[[ Provided entries open ]]

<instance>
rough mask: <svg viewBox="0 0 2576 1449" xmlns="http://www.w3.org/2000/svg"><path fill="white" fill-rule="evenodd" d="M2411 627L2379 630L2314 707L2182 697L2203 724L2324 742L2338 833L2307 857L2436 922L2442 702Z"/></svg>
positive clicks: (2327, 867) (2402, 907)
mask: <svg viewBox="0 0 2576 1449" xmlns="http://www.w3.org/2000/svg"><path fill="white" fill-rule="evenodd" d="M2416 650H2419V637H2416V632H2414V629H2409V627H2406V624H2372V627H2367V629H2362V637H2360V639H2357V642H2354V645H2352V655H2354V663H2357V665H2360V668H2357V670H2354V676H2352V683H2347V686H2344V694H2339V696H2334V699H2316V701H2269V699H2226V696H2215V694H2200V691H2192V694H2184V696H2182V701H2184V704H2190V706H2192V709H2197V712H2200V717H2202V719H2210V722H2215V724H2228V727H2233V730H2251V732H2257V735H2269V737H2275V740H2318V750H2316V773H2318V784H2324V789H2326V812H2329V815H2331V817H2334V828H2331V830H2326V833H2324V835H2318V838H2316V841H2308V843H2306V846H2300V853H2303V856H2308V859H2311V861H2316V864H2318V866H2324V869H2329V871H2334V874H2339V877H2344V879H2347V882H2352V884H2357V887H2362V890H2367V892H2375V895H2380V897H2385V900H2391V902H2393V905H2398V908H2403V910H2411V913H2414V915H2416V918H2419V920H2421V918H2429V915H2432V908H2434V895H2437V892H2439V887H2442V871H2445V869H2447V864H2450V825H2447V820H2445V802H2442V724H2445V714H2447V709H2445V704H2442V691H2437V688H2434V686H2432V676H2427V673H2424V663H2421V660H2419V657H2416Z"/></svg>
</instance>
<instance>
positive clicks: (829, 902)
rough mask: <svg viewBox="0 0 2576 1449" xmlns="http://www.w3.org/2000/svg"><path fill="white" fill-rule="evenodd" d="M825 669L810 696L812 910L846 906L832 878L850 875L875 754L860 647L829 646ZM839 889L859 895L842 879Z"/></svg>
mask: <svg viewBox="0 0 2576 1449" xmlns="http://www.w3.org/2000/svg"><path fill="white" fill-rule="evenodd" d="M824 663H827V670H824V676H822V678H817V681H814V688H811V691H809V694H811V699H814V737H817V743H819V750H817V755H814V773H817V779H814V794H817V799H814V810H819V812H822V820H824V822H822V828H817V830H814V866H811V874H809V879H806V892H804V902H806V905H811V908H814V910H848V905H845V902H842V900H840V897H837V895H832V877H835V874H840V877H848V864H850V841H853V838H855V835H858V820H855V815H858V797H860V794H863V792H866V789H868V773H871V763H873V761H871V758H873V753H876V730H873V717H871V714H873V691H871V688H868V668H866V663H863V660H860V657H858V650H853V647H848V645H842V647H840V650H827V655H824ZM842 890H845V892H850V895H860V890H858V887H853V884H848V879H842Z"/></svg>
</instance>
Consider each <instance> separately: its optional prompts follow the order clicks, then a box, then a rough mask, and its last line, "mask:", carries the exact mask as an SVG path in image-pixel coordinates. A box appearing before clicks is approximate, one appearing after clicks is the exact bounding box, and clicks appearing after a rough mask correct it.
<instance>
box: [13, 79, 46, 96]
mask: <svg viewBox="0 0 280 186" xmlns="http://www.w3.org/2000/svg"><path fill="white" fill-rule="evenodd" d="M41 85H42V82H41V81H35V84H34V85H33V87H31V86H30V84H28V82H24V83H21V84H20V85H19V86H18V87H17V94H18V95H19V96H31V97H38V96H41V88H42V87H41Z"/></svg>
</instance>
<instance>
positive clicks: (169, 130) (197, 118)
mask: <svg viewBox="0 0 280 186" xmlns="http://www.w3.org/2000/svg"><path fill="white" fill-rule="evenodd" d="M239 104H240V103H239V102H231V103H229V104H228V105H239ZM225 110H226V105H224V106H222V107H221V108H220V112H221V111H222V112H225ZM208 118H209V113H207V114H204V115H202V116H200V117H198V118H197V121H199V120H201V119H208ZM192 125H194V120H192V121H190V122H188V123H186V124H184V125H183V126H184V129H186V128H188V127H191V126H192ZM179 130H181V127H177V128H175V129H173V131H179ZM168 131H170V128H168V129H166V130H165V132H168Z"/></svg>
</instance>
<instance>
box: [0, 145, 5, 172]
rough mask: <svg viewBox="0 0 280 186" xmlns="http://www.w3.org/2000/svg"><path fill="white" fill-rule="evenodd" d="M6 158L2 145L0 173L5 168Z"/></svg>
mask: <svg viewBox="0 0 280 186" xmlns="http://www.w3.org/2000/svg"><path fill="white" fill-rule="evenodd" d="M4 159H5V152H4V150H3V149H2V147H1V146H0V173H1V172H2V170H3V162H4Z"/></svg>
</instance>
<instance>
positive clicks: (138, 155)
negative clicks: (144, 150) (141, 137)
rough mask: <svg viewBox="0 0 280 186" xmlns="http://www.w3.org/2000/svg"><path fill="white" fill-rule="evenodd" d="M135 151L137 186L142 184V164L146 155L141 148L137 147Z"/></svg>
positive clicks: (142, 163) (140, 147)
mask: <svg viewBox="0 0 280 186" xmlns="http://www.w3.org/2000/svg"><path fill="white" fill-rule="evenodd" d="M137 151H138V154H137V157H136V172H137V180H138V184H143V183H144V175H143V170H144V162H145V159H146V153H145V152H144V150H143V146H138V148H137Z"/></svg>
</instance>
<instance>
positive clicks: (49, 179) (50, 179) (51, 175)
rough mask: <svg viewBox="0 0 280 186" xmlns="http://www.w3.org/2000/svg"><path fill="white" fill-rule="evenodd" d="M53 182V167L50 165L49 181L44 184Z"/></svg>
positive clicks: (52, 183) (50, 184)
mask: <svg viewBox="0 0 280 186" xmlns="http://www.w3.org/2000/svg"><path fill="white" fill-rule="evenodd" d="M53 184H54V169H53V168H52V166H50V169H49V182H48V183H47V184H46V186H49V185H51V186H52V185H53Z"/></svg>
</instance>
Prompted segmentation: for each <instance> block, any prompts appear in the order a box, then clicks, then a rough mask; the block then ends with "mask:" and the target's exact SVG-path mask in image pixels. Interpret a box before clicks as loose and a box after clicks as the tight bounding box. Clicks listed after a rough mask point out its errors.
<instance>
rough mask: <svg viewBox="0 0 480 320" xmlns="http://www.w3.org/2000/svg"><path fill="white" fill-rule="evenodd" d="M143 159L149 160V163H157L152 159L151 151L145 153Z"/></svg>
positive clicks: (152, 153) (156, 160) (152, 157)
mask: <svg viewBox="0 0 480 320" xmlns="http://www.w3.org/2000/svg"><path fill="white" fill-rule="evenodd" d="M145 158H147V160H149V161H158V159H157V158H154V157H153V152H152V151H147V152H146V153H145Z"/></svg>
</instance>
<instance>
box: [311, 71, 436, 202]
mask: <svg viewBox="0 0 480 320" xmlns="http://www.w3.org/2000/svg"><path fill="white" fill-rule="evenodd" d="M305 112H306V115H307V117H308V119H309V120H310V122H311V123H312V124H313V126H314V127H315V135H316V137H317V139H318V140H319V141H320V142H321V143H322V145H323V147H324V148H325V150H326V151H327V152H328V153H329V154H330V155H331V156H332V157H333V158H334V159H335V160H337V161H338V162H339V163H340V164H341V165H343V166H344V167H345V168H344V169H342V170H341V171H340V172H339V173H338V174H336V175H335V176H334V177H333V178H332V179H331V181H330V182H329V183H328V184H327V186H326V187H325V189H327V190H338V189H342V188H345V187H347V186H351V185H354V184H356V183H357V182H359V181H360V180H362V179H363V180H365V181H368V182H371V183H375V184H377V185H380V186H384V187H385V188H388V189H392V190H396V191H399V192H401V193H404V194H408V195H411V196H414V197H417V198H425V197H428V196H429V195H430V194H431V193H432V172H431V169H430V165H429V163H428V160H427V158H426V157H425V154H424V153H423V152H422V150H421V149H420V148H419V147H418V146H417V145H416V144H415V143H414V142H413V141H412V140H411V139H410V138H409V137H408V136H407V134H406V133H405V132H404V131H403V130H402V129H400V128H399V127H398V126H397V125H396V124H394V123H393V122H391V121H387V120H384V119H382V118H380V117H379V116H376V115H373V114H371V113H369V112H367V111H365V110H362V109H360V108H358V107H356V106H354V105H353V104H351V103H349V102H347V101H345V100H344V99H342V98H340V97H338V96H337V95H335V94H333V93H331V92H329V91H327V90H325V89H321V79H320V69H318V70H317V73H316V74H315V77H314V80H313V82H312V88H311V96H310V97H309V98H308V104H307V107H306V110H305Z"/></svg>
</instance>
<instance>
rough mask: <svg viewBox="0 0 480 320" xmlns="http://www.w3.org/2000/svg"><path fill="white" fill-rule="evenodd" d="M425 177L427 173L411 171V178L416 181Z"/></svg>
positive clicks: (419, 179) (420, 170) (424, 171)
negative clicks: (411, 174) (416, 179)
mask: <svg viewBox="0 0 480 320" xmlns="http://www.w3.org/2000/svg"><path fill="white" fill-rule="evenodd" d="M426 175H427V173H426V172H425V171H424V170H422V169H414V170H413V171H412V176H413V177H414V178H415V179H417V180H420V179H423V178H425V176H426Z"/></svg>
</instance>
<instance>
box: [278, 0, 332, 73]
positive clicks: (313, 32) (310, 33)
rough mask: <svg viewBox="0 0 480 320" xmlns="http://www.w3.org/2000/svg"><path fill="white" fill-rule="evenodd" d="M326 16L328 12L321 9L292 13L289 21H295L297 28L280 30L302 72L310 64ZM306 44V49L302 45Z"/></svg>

[[ Provided entries closed ]]

Exercise: The lines to return are those in the records above that hold the word "before".

Result of this exercise:
Consider each <instance> separately: its optional prompts follow the order clicks, then a box, then a rough mask, and its last line, "mask:", carries the exact mask as an SVG path in image-pixel coordinates. A box appearing before clicks is approximate, one appearing after clicks is the exact bounding box, and clicks appearing after a rough mask correct it.
Prompted segmentation: for each <instance> block, any prompts appear in the order a box, then clicks, then a rough mask; the block then ends with "mask:" and the target's exact SVG-path mask in image pixels. Interpret a box before clicks as loose and a box after clicks as the tight bounding box. Clicks listed after a rough mask point out its errors.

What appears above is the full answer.